Collection entries
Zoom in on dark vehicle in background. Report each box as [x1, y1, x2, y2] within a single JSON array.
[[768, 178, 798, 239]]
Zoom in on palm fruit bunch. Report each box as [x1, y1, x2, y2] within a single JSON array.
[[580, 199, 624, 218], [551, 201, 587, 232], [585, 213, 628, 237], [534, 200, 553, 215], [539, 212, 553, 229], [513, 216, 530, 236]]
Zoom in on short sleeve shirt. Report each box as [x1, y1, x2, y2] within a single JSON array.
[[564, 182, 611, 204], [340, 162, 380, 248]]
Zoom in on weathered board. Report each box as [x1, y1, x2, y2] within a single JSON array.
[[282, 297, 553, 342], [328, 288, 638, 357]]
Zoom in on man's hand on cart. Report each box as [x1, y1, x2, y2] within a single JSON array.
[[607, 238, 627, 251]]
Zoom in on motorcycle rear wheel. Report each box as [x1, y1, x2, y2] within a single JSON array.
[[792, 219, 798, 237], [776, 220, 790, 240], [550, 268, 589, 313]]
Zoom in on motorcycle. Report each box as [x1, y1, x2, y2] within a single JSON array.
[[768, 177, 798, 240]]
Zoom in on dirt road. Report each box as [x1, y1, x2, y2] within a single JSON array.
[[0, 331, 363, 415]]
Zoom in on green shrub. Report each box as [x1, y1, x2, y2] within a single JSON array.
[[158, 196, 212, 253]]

Work instructions: Return exactly the lines from the line bearing "Zoom in on motorcycle." to the end of the records, inclusive of both; include no other lines.

Answer box:
Zoom in on motorcycle. Report each box as [x1, y1, x2, y2] within a single JSON array.
[[768, 177, 798, 240]]
Zoom in on dirt road. Report each box as [x1, y1, x2, y2] within a single JSON array.
[[0, 331, 363, 415]]
Zoom in on green shrub. Report each box as [x1, y1, x2, y2] within a single JSON array.
[[158, 196, 212, 253]]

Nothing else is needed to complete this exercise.